* **Work to be completed**: Locate each line in the records below that contains the word "clicks", treating uppercase and lowercase as different, and copy every such line.

Excerpted records Block Start

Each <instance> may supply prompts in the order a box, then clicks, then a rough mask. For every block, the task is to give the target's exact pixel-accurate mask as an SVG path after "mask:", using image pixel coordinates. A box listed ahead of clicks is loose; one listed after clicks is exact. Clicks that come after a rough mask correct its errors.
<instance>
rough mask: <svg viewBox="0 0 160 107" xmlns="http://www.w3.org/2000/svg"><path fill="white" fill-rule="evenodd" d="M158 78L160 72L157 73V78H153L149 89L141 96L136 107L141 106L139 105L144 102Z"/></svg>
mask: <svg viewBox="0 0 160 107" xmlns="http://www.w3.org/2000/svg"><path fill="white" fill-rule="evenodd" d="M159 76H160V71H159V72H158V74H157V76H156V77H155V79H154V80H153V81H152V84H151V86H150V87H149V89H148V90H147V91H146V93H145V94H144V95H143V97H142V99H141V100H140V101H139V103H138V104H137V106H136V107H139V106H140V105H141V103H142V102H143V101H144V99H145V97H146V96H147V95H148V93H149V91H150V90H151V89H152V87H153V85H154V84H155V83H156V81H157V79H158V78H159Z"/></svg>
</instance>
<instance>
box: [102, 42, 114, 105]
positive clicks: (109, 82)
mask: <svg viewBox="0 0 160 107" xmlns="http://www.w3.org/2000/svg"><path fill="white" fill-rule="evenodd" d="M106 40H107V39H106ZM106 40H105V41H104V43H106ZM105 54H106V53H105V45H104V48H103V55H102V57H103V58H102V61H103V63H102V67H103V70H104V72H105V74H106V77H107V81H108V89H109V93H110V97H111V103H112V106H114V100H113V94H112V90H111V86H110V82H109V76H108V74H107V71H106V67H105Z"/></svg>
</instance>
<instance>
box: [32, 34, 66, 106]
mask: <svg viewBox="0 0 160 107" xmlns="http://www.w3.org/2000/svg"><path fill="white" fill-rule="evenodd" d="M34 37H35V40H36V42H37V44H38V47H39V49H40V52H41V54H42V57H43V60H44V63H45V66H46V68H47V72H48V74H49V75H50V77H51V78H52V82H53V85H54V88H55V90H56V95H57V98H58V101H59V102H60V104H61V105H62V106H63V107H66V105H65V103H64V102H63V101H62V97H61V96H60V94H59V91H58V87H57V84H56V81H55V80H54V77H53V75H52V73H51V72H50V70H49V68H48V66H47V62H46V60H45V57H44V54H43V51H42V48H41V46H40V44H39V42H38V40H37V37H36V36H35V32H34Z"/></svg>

Excerpted records Block End

* **Finished exercise**:
Each <instance> may supply prompts in the order a box, then clicks, then a rough mask. For every block, the task is to give the target's exact pixel-accurate mask as an SVG path after "mask:", using image pixel coordinates. A box listed ahead of clicks is loose; one listed after clicks is exact. Clicks that come after a rough mask correct its errors.
positive clicks: (109, 82)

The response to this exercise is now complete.